What this exercise asks —
1. In the Tropical Storm Barry report, write out everything from "The river flood" down to "extra height there.".
2. According to the Tropical Storm Barry report, to what height has the river flood prediction been lowered?

*** Opening of Document segment ***

The disturbance in the Gulf of Mexico has formed into Tropical Storm Barry and is expected to bring storm surge, heavy rainfall and wind hazards to the Louisiana coast over the next several days, the National Hurricane Center reported Thursday in its 10 a.m. update. The projected track has shifted to the east and includes New Orleans.
The storm is moving slowly and is expected to result in days of heavy rainfall with possible hurricane conditions. It is expected to make landfall as a weak hurricane Saturday in Louisiana.
Flash flooding and river flooding are likely, especially along the eastern track of the system, which includes New Orleans.
A tropical storm warning and hurricane watch have been issued for much of the coast, and additional warnings and watches could be issued today.
The river flood height prediction has been lowered to 19 feet, just below the 20 feet that the river levees are designed to protect against. One low point is at the district headquarters along Leake Avenue near Prytania, but officials said they have added “Hesco baskets” to give extra height there.

*** Close of Document segment ***
*** Opening of Extracted entries ***

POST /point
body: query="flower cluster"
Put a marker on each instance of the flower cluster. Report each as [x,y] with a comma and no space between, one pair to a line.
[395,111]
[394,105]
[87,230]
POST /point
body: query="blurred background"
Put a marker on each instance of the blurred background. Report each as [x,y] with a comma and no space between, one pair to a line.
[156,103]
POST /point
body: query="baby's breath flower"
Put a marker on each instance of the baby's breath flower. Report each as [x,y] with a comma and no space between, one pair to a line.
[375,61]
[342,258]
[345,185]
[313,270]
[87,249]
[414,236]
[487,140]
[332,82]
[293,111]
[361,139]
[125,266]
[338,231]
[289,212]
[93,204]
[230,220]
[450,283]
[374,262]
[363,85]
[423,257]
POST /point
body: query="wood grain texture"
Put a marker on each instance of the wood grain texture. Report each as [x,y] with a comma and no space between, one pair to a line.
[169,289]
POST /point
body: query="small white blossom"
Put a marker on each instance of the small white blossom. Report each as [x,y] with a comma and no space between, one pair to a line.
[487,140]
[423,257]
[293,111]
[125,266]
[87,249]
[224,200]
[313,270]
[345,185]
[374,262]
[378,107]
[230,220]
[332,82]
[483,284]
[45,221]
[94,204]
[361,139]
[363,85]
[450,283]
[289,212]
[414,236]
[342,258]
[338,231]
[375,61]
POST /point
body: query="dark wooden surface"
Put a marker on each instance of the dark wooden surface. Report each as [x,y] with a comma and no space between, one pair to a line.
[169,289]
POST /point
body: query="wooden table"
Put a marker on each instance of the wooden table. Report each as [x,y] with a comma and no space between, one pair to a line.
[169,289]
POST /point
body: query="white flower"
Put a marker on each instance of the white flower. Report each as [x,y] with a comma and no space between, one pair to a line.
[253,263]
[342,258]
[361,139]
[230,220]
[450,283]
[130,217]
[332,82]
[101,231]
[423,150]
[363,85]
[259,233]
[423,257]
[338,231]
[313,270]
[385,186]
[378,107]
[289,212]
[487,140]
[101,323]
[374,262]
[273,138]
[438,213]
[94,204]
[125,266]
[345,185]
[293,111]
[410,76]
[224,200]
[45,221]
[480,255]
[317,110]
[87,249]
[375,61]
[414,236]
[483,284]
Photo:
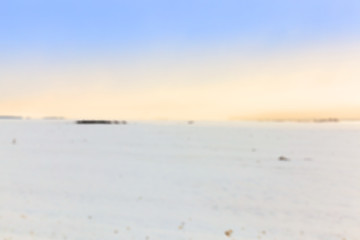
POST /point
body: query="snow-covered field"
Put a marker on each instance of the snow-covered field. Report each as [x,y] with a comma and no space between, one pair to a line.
[173,181]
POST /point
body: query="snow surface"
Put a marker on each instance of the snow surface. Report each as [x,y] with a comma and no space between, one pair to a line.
[166,181]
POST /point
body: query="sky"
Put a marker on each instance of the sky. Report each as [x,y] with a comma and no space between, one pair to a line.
[176,60]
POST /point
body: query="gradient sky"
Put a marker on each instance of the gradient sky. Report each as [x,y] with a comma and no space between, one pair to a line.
[211,60]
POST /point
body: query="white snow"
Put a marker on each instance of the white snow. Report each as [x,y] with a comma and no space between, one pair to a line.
[170,181]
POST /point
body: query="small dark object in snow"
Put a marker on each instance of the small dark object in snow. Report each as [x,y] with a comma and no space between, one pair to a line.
[96,122]
[228,233]
[282,158]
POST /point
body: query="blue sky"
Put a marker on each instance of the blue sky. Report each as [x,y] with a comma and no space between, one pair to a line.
[180,59]
[84,26]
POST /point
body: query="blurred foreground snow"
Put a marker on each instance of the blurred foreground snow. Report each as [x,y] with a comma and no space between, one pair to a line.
[170,181]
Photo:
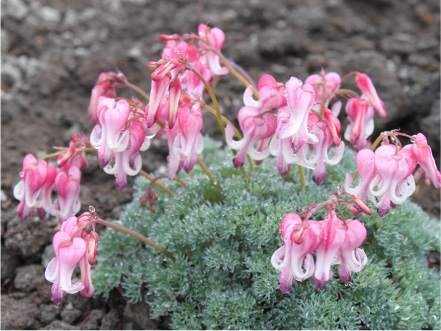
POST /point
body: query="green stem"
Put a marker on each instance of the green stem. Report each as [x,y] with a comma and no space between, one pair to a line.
[150,178]
[212,96]
[216,107]
[374,145]
[209,174]
[136,235]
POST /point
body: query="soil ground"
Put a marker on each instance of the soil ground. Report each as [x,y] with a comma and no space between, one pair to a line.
[53,52]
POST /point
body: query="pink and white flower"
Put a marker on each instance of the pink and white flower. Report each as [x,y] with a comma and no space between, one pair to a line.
[185,140]
[300,240]
[423,154]
[393,181]
[104,87]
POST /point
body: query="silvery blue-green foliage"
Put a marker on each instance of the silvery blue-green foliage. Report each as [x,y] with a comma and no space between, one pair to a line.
[223,278]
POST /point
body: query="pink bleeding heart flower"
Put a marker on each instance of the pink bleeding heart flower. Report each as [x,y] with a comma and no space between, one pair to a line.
[324,86]
[67,185]
[288,150]
[185,140]
[423,154]
[129,161]
[300,100]
[361,122]
[327,132]
[366,170]
[104,87]
[73,155]
[255,127]
[333,236]
[393,182]
[32,190]
[110,136]
[68,253]
[369,93]
[300,240]
[271,93]
[212,37]
[45,197]
[353,258]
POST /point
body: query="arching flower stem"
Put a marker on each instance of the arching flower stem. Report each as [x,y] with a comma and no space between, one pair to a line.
[137,236]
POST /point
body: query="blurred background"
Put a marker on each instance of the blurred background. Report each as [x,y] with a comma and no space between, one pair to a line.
[53,52]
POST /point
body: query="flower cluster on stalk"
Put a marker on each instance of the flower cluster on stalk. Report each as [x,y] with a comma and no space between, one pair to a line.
[295,122]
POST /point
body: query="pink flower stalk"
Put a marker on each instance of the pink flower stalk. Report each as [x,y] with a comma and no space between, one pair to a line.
[185,140]
[300,240]
[129,161]
[32,190]
[423,154]
[104,87]
[369,93]
[255,127]
[324,86]
[333,236]
[361,122]
[67,185]
[393,182]
[353,258]
[71,247]
[109,135]
[271,93]
[212,38]
[366,170]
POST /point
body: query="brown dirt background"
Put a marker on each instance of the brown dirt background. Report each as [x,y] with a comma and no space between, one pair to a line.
[53,52]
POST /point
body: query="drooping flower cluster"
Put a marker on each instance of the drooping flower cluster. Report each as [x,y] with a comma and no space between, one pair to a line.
[73,245]
[386,174]
[119,136]
[39,180]
[332,241]
[361,112]
[284,122]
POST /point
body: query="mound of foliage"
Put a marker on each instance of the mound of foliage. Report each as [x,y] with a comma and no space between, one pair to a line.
[223,278]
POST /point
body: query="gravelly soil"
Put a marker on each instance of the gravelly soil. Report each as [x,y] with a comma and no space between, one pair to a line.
[53,51]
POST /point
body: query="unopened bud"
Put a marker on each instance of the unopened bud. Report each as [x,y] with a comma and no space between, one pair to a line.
[91,252]
[361,204]
[351,208]
[165,37]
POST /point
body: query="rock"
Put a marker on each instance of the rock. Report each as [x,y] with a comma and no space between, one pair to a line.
[93,322]
[60,325]
[385,80]
[48,313]
[310,18]
[9,263]
[11,74]
[43,287]
[26,276]
[15,9]
[18,314]
[138,313]
[110,320]
[27,238]
[70,314]
[49,15]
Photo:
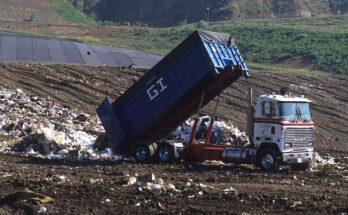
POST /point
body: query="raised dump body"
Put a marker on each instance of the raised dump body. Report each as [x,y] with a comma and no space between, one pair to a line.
[205,62]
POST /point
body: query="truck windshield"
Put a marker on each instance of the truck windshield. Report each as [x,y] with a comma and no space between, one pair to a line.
[294,110]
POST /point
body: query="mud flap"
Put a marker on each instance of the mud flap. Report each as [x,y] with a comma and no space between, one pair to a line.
[111,124]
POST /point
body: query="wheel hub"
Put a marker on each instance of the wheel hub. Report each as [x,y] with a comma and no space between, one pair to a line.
[141,153]
[267,161]
[164,154]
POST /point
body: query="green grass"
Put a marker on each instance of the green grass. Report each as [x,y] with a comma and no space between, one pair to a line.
[322,41]
[263,42]
[285,69]
[70,13]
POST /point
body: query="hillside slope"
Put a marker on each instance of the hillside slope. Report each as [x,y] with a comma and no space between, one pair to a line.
[173,12]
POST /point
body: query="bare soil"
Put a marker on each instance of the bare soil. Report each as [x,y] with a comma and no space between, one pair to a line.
[324,191]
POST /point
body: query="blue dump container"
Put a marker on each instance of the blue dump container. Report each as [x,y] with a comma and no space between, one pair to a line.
[205,62]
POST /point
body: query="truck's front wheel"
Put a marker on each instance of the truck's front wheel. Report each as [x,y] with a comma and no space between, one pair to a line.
[144,152]
[267,159]
[165,153]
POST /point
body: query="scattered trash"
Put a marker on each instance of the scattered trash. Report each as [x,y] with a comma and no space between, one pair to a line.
[230,190]
[26,195]
[42,210]
[147,178]
[131,181]
[40,127]
[295,203]
[318,161]
[94,181]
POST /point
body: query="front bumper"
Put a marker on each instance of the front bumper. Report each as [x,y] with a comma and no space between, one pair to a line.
[298,157]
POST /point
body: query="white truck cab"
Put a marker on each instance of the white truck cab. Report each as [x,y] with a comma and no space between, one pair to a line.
[283,130]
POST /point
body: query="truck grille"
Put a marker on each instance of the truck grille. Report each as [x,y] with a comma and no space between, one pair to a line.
[299,137]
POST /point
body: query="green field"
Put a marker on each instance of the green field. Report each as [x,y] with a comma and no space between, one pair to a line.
[311,45]
[320,43]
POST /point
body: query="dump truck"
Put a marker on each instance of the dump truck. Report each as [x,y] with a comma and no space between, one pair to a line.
[183,82]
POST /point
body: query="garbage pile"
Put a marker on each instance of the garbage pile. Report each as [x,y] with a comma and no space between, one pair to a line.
[41,127]
[221,132]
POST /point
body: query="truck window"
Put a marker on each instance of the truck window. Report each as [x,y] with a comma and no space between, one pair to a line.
[268,109]
[294,110]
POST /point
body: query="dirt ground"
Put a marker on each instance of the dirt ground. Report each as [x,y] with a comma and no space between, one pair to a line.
[96,187]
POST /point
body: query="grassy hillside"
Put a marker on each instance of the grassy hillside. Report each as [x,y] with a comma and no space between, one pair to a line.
[302,42]
[174,12]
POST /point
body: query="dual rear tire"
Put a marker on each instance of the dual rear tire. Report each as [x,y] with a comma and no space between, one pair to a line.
[267,159]
[145,153]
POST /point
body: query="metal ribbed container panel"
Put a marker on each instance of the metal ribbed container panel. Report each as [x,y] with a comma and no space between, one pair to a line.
[158,102]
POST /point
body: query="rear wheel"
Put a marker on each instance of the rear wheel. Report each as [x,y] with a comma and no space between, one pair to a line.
[144,152]
[165,153]
[267,159]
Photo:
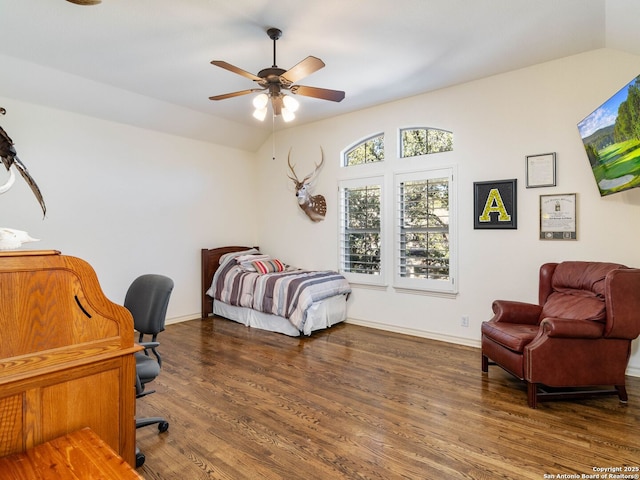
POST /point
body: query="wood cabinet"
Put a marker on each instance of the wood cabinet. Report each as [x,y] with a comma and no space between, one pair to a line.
[66,355]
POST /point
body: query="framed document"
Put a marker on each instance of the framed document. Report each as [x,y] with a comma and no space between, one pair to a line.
[558,217]
[541,170]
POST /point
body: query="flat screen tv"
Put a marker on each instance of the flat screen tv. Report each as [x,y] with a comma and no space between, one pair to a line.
[611,138]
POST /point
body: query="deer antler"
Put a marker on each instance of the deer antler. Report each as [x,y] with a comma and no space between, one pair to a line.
[312,175]
[295,177]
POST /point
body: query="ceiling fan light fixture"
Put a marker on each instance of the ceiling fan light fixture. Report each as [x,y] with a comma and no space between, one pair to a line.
[287,115]
[260,101]
[290,103]
[260,113]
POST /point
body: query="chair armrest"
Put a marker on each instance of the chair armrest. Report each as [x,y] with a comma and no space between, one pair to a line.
[516,312]
[568,328]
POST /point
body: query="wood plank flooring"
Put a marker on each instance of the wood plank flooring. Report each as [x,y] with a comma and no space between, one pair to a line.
[357,403]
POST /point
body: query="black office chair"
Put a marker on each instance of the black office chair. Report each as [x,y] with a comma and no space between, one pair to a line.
[147,299]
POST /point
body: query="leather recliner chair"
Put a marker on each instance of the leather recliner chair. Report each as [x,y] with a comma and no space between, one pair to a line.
[577,340]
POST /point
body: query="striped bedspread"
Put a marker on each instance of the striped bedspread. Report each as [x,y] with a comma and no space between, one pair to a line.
[287,294]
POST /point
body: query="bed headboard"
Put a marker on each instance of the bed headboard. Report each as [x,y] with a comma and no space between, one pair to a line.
[210,263]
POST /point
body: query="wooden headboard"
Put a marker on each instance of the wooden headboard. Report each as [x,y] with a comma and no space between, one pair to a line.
[210,263]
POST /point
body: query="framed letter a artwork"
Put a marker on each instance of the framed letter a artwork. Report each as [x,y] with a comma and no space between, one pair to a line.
[495,204]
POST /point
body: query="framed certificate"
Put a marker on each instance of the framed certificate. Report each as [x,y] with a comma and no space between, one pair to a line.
[541,170]
[558,217]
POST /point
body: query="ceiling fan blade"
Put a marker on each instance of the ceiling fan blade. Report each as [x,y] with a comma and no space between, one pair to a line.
[234,69]
[302,69]
[235,94]
[322,93]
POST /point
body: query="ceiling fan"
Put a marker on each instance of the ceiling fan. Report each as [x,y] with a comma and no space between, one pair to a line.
[275,80]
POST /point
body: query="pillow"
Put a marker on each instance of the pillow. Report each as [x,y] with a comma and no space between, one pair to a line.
[251,257]
[226,256]
[268,266]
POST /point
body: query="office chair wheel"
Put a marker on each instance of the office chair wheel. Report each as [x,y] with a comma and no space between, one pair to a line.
[140,458]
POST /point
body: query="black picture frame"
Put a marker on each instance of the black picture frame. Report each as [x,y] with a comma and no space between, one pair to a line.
[495,205]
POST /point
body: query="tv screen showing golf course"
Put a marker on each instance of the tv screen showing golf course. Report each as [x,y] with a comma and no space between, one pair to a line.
[611,138]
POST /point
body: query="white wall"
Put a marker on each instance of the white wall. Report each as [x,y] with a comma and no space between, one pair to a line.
[127,200]
[133,201]
[496,122]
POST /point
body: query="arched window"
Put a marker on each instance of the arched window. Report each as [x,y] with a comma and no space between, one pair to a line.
[368,151]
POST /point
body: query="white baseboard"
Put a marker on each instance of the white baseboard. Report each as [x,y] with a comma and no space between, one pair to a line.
[183,318]
[416,333]
[631,371]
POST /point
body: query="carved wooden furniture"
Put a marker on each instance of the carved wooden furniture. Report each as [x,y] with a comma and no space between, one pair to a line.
[66,355]
[80,454]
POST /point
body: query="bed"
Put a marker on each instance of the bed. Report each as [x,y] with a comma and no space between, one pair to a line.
[274,296]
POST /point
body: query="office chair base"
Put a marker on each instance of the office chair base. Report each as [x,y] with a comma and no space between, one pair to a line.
[163,425]
[140,458]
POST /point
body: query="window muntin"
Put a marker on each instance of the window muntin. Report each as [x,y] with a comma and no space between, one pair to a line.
[423,243]
[368,151]
[423,141]
[361,230]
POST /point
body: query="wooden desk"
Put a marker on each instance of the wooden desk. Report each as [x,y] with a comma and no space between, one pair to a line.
[66,355]
[78,455]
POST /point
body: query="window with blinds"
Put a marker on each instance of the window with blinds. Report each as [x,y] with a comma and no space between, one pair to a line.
[423,230]
[361,230]
[423,141]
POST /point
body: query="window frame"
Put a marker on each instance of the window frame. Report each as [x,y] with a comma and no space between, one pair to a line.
[401,131]
[360,143]
[450,286]
[352,277]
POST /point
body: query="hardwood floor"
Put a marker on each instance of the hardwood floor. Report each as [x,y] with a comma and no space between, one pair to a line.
[359,403]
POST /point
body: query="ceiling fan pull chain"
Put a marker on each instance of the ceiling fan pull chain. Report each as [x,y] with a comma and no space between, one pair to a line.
[273,137]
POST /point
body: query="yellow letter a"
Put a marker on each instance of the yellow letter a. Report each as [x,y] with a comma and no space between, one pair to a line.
[494,203]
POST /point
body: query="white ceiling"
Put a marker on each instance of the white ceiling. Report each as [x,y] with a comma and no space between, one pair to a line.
[146,62]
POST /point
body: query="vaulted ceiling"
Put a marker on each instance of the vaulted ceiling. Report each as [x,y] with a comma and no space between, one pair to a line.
[147,62]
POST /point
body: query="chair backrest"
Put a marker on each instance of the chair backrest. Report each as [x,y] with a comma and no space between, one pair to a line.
[147,299]
[598,291]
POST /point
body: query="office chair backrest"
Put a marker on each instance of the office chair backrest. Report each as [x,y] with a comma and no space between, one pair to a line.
[147,299]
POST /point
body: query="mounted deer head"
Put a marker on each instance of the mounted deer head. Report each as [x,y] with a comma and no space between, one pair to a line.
[314,206]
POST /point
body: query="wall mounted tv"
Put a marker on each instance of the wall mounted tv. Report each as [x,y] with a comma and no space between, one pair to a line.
[611,138]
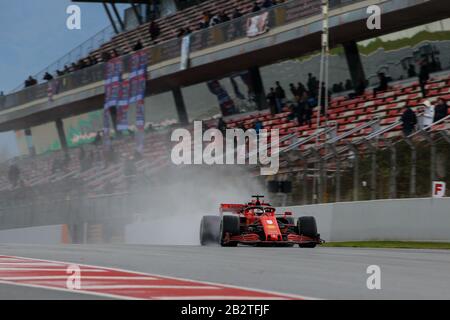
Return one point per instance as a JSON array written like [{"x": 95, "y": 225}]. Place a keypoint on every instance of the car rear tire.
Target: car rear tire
[
  {"x": 209, "y": 230},
  {"x": 230, "y": 225},
  {"x": 307, "y": 226},
  {"x": 291, "y": 220}
]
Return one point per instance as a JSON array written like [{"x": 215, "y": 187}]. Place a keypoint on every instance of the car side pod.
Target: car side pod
[{"x": 209, "y": 230}]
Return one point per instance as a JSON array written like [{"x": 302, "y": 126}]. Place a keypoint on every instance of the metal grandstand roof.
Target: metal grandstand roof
[{"x": 114, "y": 1}]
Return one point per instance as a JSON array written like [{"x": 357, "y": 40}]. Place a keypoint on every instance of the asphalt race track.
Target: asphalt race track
[{"x": 324, "y": 273}]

*** Close of Extracted entries ***

Solutions to the tasks —
1.
The river flood height prediction has been lowered to 19 feet, just below the 20 feet that the river levees are designed to protect against. One low point is at the district headquarters along Leake Avenue near Prytania, but officials said they have added “Hesco baskets” to give extra height there.

2. 19 feet